▸ List of tasks:
- A) Retype the stretch of the passage on Saint Euphrasius of Illiturgis from "According to tradition, he" through "Hesiquio y Segundo).", keeping every character unchanged.
- B) Write a continuation of the passage on Saint Euphrasius of Illiturgis, picking up after its final sentence.

▸ Passage for review:
=== Section Start ===

Saint Euphrasius of Illiturgis (San Eufrasio) is venerated as a Christian missionary of the 1st century, during the Apostolic Age. Euphrasius’ diocese was traditionally associated with Illiturgis (Iliturgi), located between Bailén and Andújar. He is said to have been martyred at Illiturgis.
According to tradition, he is one of the group of Seven Apostolic Men (siete varones apostólicos), seven Christian clerics ordained in Rome by Saints Peter and Paul and sent to evangelize Spain. Besides Euphrasius, this group includes Sts. Hesychius, Ctesiphon, Torquatus, Indaletius, and Secundius (Isicio, Cecilio, Tesifonte, Eufrasio, Hesiquio y Segundo).

==Veneration==
The communal feast of the Seven Apostolic Men was celebrated in the Mozarabic liturgy.

In the 7th century, Sisebut built a church over the saint's sepulcher at Illiturgis, but during the invasion of Spain by the Moors in the 8th century, his relics were translated to the Valley of the Mao River in Galicia, in Lugo Province. He is buried in the church of Santa María do Mao, in the municipality of O Incio, near the monastery of San Xulián de Samos in Samos.

Euphrasius is also patron of Corsica and of Ajaccio; “this seems to have been due to a secondary translation of his relics.”

=== Section End ===

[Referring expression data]
=== Section Start ===

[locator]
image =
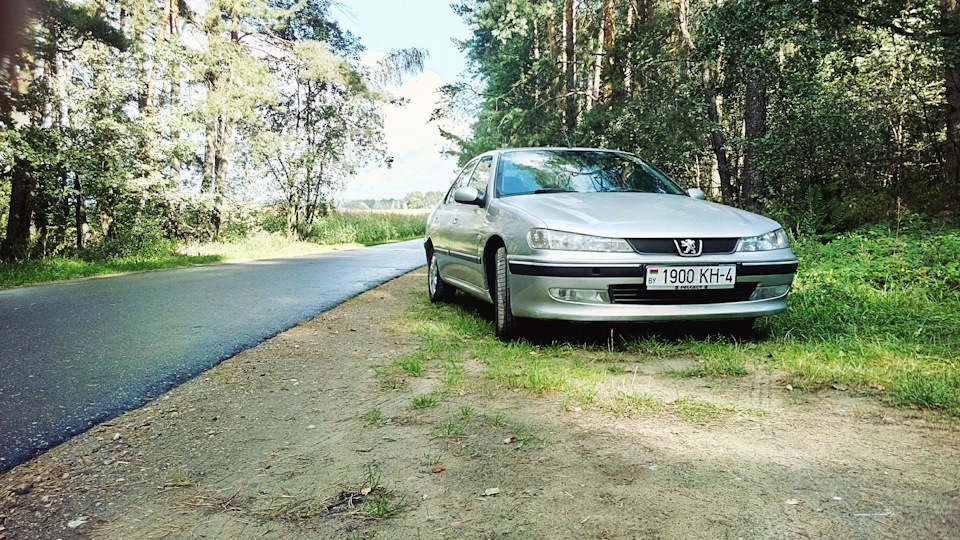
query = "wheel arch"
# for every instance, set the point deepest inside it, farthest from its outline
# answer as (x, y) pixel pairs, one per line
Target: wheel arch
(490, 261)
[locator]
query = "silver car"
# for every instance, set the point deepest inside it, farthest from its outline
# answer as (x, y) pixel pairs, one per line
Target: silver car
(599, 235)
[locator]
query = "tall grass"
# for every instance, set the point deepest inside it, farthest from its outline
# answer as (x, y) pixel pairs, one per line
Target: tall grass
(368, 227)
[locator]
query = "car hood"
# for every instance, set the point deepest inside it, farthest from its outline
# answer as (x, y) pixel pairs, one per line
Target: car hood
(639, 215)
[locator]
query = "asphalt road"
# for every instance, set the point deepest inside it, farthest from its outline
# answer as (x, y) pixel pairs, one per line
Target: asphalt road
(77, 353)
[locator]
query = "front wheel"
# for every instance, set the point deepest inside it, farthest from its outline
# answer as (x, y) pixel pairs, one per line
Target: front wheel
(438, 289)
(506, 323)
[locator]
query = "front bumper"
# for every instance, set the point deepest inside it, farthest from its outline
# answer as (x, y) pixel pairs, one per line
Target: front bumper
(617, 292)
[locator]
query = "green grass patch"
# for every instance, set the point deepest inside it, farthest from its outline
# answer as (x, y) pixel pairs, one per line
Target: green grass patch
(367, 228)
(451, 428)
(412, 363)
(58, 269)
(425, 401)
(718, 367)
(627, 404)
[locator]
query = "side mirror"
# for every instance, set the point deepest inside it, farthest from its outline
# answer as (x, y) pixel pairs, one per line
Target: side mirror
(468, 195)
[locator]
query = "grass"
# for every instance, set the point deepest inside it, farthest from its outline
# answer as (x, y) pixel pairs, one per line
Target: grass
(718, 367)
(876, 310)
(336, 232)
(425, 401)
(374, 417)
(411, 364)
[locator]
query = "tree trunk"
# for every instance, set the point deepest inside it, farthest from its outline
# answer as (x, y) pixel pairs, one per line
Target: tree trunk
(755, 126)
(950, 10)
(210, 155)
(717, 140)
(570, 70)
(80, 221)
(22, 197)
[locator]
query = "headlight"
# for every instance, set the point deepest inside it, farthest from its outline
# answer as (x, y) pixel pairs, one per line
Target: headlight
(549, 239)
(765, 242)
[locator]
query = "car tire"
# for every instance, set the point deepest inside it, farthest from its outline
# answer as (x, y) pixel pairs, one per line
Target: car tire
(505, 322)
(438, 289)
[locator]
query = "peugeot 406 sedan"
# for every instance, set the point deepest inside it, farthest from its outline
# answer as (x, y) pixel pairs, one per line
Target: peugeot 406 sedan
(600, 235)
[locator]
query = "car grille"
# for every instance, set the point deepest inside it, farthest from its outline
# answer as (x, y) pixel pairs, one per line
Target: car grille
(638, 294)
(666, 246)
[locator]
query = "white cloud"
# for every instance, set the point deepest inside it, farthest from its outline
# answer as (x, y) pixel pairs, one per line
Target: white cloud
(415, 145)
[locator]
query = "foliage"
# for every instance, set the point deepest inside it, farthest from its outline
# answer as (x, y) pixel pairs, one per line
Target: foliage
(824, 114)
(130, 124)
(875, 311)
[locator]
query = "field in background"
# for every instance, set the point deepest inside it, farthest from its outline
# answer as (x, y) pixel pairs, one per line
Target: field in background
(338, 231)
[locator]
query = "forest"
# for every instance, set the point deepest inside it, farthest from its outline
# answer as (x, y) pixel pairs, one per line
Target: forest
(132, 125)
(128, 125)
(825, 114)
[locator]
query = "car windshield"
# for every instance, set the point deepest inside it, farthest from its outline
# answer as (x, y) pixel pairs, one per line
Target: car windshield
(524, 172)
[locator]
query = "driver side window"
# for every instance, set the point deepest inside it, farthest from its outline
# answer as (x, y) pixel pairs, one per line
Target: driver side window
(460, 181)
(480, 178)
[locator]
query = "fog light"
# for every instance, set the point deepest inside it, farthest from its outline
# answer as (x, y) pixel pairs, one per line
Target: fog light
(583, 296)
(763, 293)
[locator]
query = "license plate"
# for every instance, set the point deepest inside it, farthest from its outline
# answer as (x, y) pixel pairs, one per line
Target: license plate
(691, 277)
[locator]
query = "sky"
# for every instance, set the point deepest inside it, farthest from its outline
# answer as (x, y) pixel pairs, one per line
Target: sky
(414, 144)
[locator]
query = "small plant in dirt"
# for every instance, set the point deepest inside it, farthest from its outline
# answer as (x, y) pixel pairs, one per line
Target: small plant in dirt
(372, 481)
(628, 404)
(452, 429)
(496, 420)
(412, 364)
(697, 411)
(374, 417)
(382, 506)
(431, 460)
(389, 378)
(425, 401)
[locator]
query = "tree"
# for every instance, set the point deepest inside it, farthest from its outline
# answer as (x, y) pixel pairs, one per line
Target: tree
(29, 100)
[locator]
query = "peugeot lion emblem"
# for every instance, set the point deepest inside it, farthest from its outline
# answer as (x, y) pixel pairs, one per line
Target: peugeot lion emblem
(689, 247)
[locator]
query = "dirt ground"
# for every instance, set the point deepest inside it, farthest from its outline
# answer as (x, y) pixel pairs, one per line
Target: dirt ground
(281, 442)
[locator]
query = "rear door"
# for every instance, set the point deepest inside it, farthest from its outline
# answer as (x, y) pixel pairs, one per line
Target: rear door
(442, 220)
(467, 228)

=== Section End ===
=== Section Start ===

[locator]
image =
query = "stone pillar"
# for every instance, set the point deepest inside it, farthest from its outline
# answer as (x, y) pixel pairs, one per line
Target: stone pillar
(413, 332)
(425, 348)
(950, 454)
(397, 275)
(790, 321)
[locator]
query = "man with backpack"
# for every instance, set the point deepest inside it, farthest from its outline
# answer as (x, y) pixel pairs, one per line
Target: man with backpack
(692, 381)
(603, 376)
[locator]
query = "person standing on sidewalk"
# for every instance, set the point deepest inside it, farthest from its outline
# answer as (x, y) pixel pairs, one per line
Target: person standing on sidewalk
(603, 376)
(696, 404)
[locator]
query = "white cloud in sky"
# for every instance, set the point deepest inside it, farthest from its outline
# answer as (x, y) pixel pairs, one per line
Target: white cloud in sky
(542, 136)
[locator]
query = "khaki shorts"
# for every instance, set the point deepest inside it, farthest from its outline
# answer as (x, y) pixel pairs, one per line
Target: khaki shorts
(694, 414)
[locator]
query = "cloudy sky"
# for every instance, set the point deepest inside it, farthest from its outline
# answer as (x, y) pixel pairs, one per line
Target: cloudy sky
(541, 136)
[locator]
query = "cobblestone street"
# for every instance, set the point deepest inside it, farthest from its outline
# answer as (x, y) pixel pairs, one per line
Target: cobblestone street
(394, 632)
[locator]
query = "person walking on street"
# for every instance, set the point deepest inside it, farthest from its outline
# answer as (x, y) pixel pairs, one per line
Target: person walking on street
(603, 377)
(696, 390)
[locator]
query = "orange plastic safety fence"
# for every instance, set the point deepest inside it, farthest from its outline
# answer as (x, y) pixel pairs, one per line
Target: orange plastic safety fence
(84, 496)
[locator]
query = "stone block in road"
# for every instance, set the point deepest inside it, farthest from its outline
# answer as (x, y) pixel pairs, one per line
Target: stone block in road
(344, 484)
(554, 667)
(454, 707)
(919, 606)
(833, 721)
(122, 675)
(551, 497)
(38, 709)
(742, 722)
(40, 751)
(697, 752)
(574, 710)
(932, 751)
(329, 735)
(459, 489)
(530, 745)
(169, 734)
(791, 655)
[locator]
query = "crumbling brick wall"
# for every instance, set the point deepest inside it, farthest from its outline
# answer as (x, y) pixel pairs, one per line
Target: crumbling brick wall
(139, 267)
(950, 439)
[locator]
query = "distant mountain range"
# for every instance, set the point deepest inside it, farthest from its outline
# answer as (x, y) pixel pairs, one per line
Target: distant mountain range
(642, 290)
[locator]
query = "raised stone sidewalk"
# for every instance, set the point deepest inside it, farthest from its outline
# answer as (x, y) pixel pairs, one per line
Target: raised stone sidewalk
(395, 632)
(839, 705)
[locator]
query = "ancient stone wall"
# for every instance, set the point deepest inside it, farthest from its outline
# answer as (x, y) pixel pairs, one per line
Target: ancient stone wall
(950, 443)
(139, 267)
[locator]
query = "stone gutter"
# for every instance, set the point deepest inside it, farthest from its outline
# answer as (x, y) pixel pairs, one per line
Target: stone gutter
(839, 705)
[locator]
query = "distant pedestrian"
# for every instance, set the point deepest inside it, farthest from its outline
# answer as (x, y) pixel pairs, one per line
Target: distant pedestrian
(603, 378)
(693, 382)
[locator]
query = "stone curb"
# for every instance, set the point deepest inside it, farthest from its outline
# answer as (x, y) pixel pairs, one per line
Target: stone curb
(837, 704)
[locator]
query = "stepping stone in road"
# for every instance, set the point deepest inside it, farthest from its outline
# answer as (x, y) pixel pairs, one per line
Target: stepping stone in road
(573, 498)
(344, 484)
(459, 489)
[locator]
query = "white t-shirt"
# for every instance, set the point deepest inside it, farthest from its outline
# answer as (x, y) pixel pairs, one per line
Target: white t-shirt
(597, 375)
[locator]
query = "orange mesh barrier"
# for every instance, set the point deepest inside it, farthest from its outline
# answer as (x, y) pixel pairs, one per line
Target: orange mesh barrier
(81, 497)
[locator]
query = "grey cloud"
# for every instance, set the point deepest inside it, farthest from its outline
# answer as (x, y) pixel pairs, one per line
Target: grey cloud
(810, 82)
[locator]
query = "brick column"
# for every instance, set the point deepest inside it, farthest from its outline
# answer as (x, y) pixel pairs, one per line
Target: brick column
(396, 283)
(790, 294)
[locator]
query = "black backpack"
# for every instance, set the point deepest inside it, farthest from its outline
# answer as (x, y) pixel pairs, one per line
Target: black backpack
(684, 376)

=== Section End ===

▸ Answers to this exercise:
- A)
According to tradition, he is one of the group of Seven Apostolic Men (siete varones apostólicos), seven Christian clerics ordained in Rome by Saints Peter and Paul and sent to evangelize Spain. Besides Euphrasius, this group includes Sts. Hesychius, Ctesiphon, Torquatus, Indaletius, and Secundius (Isicio, Cecilio, Tesifonte, Eufrasio, Hesiquio y Segundo).

- B)
A relic of a kerchief found in a chapel behind the high altar of Jaén Cathedral is associated with a legend of St. Euphrasius. When Euphrasius was sent to Rome to free the Pope from Satan's temptations, it is said that he traveled to Rome in only half an hour due to the assistance of a captive goblin who helped the saint in return for some leftovers from the saint's supper. Euphrasius vanquished Satan, and was awarded with a kerchief.

Euphrasius is also associated with the cult of Our Lady of Cabeza (la Virgen de la Cabeza). According to one legend, when Saint Euphrasius came to Spain, he brought with him an image of the Virgin Mary to which he showed devotion. According to the legend, this image was given to Euphrasius by Saint Peter, and is said to have been the portrait that Saint Luke painted of the Virgin Mary.